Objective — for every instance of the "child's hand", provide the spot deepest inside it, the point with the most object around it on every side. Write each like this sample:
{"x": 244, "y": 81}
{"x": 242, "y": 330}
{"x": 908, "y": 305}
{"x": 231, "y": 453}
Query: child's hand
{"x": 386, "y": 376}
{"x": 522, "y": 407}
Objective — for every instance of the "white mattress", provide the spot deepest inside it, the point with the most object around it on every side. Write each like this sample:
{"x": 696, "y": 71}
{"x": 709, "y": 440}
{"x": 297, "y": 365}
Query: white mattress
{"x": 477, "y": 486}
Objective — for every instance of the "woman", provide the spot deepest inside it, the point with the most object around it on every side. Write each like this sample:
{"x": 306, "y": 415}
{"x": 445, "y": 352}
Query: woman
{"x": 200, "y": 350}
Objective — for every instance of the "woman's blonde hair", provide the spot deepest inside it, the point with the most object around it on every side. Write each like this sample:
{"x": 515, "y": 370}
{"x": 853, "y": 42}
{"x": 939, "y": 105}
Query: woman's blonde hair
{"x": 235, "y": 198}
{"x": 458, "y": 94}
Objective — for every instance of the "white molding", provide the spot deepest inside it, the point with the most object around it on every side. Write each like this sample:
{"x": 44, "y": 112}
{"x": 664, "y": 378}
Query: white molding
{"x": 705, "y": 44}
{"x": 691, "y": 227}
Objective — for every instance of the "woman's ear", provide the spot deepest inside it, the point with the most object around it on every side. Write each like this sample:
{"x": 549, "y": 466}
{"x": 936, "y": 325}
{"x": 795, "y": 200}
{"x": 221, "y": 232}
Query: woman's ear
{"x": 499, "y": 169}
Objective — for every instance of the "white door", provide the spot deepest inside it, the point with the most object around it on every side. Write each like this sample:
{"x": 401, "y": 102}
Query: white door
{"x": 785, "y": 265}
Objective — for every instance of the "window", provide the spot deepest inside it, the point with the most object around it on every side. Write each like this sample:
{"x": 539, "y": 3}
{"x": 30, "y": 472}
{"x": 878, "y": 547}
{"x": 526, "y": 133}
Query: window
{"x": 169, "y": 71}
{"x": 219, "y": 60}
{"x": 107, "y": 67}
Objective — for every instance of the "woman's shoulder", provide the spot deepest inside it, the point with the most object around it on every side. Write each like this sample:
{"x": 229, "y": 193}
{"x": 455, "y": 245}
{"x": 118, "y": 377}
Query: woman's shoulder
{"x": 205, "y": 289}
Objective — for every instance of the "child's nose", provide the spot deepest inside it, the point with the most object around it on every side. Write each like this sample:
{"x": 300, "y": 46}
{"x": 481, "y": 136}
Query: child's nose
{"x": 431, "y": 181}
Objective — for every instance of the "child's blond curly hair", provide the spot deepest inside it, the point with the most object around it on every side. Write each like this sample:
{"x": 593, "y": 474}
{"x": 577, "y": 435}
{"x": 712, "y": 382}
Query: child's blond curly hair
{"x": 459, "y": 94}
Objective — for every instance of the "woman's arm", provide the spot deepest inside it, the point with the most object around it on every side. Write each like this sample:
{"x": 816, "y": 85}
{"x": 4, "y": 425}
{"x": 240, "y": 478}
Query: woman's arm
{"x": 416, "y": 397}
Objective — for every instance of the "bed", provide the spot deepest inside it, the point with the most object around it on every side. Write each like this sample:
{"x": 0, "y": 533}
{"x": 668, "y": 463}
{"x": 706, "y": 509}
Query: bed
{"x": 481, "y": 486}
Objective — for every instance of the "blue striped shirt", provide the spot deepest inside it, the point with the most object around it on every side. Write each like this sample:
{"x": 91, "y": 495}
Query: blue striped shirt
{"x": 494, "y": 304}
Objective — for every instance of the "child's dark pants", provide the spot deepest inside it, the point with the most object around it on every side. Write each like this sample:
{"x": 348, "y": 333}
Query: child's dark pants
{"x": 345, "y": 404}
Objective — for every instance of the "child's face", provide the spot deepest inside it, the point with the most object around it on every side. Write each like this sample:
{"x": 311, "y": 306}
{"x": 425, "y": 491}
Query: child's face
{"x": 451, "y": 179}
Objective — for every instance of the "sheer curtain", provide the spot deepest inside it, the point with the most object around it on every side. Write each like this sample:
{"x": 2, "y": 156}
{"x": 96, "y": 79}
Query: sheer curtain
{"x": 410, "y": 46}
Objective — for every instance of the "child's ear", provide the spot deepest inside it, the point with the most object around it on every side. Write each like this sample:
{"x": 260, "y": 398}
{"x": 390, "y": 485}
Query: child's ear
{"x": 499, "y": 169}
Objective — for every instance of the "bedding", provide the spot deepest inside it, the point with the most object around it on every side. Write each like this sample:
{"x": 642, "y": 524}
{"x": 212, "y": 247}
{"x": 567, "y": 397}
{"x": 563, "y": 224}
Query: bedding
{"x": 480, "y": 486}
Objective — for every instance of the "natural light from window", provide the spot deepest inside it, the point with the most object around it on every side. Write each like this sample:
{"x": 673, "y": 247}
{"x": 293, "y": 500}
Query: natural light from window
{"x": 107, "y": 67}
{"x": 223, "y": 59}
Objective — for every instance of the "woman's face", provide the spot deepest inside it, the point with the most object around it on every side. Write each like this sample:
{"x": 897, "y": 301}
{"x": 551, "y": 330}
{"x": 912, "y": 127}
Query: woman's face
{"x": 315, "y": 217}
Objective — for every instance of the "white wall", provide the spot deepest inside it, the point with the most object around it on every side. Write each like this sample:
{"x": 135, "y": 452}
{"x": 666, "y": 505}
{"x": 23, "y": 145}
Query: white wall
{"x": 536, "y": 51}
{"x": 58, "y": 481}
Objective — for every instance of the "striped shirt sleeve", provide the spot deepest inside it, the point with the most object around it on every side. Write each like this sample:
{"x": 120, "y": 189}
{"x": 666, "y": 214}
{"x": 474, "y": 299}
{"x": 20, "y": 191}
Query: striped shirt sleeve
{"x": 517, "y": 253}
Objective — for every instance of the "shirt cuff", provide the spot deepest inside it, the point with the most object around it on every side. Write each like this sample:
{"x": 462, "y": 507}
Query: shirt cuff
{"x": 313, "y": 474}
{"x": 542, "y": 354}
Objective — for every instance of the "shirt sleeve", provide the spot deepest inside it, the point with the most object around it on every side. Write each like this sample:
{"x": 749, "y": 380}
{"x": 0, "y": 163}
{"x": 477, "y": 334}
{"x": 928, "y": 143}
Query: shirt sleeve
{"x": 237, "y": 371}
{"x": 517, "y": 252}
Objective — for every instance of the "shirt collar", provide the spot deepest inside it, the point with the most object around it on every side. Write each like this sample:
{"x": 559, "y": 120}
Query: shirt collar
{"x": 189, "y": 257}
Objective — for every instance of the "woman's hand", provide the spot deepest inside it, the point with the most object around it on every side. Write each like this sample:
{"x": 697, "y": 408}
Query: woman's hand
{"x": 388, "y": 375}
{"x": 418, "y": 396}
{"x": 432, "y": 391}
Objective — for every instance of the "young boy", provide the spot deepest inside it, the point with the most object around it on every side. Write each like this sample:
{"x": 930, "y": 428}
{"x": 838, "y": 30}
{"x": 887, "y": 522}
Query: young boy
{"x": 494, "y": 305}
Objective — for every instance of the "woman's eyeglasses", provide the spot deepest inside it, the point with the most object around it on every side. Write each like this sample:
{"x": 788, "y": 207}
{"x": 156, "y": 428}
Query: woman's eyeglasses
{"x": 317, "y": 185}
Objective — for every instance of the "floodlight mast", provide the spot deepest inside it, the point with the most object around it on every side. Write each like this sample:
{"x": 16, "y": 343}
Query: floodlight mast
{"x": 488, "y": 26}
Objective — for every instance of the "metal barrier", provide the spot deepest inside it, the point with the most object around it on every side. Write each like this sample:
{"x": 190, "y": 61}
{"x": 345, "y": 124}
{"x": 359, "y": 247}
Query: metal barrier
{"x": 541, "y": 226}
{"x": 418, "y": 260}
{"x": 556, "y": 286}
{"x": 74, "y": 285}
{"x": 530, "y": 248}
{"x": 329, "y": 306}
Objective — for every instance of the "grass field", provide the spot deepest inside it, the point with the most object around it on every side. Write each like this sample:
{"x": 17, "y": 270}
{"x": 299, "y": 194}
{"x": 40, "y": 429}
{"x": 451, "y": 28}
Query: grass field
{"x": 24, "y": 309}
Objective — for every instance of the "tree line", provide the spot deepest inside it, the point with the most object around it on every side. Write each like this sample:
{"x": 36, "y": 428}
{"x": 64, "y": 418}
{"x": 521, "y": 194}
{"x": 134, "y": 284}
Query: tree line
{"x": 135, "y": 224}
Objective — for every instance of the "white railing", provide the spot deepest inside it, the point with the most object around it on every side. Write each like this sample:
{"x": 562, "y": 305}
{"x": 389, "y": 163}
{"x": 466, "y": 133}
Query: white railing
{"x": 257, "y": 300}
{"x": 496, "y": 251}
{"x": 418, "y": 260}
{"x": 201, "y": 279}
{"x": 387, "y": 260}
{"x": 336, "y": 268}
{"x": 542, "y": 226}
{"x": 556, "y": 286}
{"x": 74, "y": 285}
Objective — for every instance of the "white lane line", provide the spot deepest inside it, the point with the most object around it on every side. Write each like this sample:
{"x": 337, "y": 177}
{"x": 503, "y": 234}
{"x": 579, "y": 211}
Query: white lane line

....

The problem:
The answer is each line in which the word "lane" occurs, copied from the material above.

Exercise response:
Objective — for every instance of the "white lane line", provide the spot deepest inside it, the point with the most object around it on every side. Write each like this sample:
Query: white lane line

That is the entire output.